→ Records supplied:
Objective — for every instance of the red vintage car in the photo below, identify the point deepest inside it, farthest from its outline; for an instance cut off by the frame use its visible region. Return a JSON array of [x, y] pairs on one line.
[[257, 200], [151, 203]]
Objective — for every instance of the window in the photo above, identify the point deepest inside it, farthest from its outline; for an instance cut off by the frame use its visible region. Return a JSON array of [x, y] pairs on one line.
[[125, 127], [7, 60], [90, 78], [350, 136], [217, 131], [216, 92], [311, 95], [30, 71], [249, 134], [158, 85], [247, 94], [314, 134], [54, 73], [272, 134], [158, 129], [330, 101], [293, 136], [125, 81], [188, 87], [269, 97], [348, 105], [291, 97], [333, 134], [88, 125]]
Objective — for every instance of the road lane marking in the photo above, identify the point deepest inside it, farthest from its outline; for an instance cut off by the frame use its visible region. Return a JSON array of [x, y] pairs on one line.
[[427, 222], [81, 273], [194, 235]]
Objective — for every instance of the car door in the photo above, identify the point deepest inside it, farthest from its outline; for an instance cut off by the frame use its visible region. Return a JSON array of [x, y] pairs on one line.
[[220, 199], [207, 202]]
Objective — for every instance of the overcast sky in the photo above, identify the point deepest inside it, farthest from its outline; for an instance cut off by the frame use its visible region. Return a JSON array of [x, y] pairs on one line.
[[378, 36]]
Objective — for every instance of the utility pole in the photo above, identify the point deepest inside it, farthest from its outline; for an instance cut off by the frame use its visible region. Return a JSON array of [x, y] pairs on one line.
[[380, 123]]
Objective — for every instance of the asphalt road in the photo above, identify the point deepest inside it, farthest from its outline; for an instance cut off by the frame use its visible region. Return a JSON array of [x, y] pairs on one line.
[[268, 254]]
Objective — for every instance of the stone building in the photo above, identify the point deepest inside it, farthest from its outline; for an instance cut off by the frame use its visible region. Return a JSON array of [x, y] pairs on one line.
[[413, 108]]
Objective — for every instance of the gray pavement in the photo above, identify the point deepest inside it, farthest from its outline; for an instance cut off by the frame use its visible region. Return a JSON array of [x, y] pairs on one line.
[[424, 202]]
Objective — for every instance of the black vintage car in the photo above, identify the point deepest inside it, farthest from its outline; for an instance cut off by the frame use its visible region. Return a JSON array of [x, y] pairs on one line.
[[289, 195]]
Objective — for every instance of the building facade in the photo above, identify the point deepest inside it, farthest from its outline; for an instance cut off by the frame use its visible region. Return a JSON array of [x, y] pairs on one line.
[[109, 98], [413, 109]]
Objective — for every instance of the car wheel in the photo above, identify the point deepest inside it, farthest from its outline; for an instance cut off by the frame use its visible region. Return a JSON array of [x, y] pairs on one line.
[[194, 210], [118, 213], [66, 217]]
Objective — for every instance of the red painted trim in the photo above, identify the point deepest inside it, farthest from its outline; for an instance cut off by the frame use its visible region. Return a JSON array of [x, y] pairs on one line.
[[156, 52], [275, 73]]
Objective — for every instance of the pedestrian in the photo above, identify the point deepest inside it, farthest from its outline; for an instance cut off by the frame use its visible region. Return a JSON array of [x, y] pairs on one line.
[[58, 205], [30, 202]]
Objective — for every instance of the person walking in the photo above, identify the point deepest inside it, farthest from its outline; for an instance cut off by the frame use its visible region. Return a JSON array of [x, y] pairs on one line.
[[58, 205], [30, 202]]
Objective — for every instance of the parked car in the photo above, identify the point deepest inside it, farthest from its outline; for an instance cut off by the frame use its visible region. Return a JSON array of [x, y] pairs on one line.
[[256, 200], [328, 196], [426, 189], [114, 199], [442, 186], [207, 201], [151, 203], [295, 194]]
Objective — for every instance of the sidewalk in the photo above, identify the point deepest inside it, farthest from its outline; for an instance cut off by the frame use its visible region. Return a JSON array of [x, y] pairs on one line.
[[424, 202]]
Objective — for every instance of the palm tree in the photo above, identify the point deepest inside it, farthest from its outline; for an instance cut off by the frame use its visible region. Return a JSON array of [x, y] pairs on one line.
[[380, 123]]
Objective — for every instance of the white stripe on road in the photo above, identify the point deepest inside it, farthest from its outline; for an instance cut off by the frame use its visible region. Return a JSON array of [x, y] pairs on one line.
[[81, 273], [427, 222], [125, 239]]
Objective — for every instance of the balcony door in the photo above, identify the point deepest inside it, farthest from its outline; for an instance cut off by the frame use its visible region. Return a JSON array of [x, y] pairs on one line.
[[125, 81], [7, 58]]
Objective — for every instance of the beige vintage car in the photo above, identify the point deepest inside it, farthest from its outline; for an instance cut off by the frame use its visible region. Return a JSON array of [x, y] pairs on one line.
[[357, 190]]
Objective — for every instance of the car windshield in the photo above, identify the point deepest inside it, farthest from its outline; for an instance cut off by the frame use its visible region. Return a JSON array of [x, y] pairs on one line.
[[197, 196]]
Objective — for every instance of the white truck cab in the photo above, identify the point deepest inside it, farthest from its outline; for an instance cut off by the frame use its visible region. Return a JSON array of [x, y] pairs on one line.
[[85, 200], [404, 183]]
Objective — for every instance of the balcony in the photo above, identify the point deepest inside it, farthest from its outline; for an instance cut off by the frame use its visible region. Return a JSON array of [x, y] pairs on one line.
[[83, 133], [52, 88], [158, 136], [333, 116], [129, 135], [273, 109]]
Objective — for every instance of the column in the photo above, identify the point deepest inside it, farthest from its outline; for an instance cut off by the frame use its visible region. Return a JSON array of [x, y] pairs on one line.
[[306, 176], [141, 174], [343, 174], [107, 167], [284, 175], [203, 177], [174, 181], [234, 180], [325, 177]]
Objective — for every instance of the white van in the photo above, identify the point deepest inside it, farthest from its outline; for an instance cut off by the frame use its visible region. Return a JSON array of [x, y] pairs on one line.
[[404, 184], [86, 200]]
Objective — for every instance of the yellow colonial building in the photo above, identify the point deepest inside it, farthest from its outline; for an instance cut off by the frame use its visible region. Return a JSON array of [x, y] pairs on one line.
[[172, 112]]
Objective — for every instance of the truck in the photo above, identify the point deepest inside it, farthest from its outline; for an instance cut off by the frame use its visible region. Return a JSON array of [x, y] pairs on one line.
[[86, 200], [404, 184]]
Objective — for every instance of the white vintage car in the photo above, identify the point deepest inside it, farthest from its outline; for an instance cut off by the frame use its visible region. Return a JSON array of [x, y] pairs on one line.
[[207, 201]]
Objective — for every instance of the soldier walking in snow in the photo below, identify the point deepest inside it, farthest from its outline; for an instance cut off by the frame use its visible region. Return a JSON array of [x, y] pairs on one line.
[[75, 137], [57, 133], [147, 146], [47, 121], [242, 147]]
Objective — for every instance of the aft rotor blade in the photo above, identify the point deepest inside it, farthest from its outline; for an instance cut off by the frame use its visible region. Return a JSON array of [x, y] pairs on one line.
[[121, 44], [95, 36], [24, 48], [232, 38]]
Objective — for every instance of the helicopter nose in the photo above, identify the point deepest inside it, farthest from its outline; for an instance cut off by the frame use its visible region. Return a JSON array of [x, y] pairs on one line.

→ Instructions for the task: Output the entire set of records exactly as shown.

→ Expected output:
Objective — for every instance of the red vintage car in the photo below, identify the point deepest inside it, farthest from its outline; for an instance cut off by the frame use its visible region. Return a JSON array of [x, y] pairs on one line.
[[257, 200], [151, 203]]
Objective — for every instance of the window in the photo above, identify the point deepest inside it, farthest from its outline; for an instance cut off by the frame use its visible region. Return a JSON array of [x, y] pairs on one line.
[[125, 127], [7, 60], [90, 78], [350, 136], [217, 131], [216, 92], [311, 95], [30, 71], [249, 134], [158, 85], [247, 94], [314, 134], [54, 73], [272, 134], [158, 129], [330, 101], [293, 136], [125, 81], [188, 87], [269, 97], [348, 105], [291, 97], [333, 134], [88, 125]]
Objective — for every instance of the road lane marking in the photo above, identify the point deepest inside it, farthest from its outline; for an instance cut off by the frame use its visible region. Return a JSON array of [x, y] pairs on one line.
[[427, 222], [81, 273], [194, 235]]
Objective — for every instance of the car door in the photo above, identify the point deepest inside it, farthest from its outline; for an instance cut off by the frame use its visible region. Return a JSON array of [x, y] pairs on one line.
[[220, 199], [207, 202]]
Objective — for every instance of the overcast sky in the photo above, identify the point deepest inside it, farthest from its outline; for an instance cut off by the frame use its visible region. Return a JSON array of [x, y] pairs on one line.
[[378, 36]]
Objective — for every instance of the utility pole in the photo above, identify the point deepest inside it, farthest from its outline; for an instance cut off by the frame use its visible region. Return a JSON array of [x, y] pairs on one line.
[[380, 123]]
Objective — for every instance of the asphalt road in the photo above, identify the point deepest inside it, farthest from its outline; for an instance cut off by the frame use its visible region. Return a JSON array of [x, y] pairs on one line.
[[268, 254]]
Objective — for every instance of the stone building in the photo above, identify the point deepest inside it, farthest from its outline; for an instance cut off by the frame use its visible region. Return a JSON array of [x, y] pairs on one line.
[[413, 108]]
Objective — for every instance of the gray pavement in the photo above, identify the point deepest inside it, farthest from its outline; for an instance cut off by the frame use its visible region. Return a JSON array of [x, y] pairs on one line.
[[424, 202]]
Objective — for every instance of the black vintage car in the photo above, identify the point deepest inside it, farthest from its outline; for an instance cut off by the frame use its visible region. Return a JSON array of [x, y] pairs on one line.
[[289, 195]]
Objective — for every instance of the building facade in the photo above, identify the point deepest inside it, farthest from its outline; for an instance cut off by the frame use its visible region. Return a JSON array of [x, y] pairs on one line.
[[109, 98], [413, 109]]
Objective — for every instance of the car wheel in the photo above, identify the point deepest inside it, farthest from its outline; for an instance cut off by the frame use its visible region. Return a JSON array of [x, y] pairs on one line.
[[194, 210], [118, 213], [66, 217]]
Objective — for every instance of the red painted trim in the photo above, identify the point deepest inside it, farthest from its outline; for an instance cut off by the frame use its visible region. Return a JSON array of [x, y] pairs on one line.
[[156, 52], [275, 73]]
Objective — for every instance of the pedestrian in the photo above, identify the point deepest inside it, farthest from its outline; for an instance cut off by the frame use its visible region. Return a JSON array of [x, y] pairs on one line.
[[58, 205], [30, 202]]
Objective — for every instance of the person walking in the photo above, identify the point deepest inside it, farthest from its outline; for an instance cut off by the frame use its visible region. Return a JSON array of [x, y] pairs on one line.
[[58, 205], [30, 202]]
Objective — for every instance of the parked car in the photo above, identify the point deepest inside it, farthest from its outline; for an instance cut off by the frame use its visible region. Return a JSON array of [x, y] pairs on one line.
[[256, 200], [328, 196], [426, 189], [114, 199], [442, 186], [207, 201], [151, 203], [295, 194]]
Objective — for every instance of the sidewalk in the photo above, identify the point deepest inside it, farthest from its outline; for an instance cut off by the frame use its visible region. Return a JSON array of [x, y] pairs on one line.
[[424, 202]]
Objective — for every instance of the palm tree in the photo above, identify the point deepest inside it, farthest from its outline; for an instance cut off by the frame use its visible region. Return a JSON array of [x, y] pairs on one line.
[[380, 123]]
Objective — for every instance of the white stripe on road in the photo above, identify the point deepest inside it, farthest from its outline; for an instance cut off by the frame use its visible region. Return a JSON array of [x, y] pairs on one line.
[[81, 273], [427, 222], [125, 239]]
Objective — for every instance of the balcony door in the photo above, identify the point deepest inside it, farthest from its outline; for an instance cut off by the frame use its visible region. Return a JSON array of [x, y] pairs on one line.
[[125, 81], [7, 58]]
Objective — for every instance of the beige vintage car in the photo above, identify the point deepest inside it, farthest from its outline; for an instance cut off by the frame use its visible region. Return a JSON array of [x, y] pairs on one line.
[[357, 190]]
Objective — for every instance of the car windshield in the photo above, identify the point deepest inside it, farthest from its outline; for an instance cut off by the frame use its visible region. Return a JSON array of [x, y] pairs on one line.
[[197, 196]]
Objective — for every instance of the white truck cab in the photo above, identify the point deepest inside it, farthest from its outline; for an instance cut off by the frame use its visible region. Return a JSON array of [x, y] pairs on one line.
[[85, 200], [404, 183]]
Objective — for every instance of the balcony in the photo above, identify the point deepest inside it, farthest from its outline; for an instance cut off by the frame use its visible region. Return a JSON array of [x, y] pairs on one line.
[[83, 133], [52, 88], [158, 136], [333, 116], [129, 135], [273, 109]]
Objective — for every instance of the column in the photo above, identify the point deepest inside it, farthest from its outline; for an instance cut off by the frame use its visible region. Return a JSON array of [x, y] pairs on one line.
[[306, 176], [141, 174], [343, 174], [107, 167], [284, 175], [203, 177], [174, 181], [234, 180], [325, 177]]
Objective — for every instance of the white van in the photo above, identify the point deepest inside it, farthest from its outline; for an instance cut off by the frame use its visible region. Return a JSON array of [x, y] pairs on one line.
[[404, 184], [86, 200]]
Objective — for every instance of the yellow colonial building in the photo above, identify the point deepest inside it, farthest from its outline; for an instance cut off by the frame use its visible region. Return a JSON array of [x, y] pairs on one line.
[[172, 112]]
Objective — for every instance of the truck in the photo above, identify the point deepest inside it, farthest from its outline; for an instance cut off by the frame use its visible region. Return a JSON array of [x, y] pairs on one line.
[[86, 200], [404, 184]]
Objective — for every instance of the white vintage car in the photo above, identify the point deepest inside it, farthest from its outline; for an instance cut off by the frame use its visible region. Return a JSON array of [x, y] pairs on one line.
[[207, 201]]
Objective — for every instance of the soldier walking in snow in the photo below, identify the point deepest inside it, farthest from its outline; for an instance cut off by the frame use its visible region. Return a JSON array of [x, y] pairs on one line.
[[75, 137], [57, 133], [147, 146], [47, 121], [242, 147]]
Objective — for every instance of the aft rotor blade in the photo above, identify the point deepest inside it, farthest from its outline; for an instance cut off by the frame use its visible region. Return a JSON array of [x, y] pairs on one line.
[[121, 44], [95, 36], [24, 48], [232, 38]]
Objective — for every instance of the helicopter nose in the photo above, identify the point deepest inside it, farthest from its outline; for an instance cut off by the frame use its visible region. Return a JSON array of [x, y] pairs on one line.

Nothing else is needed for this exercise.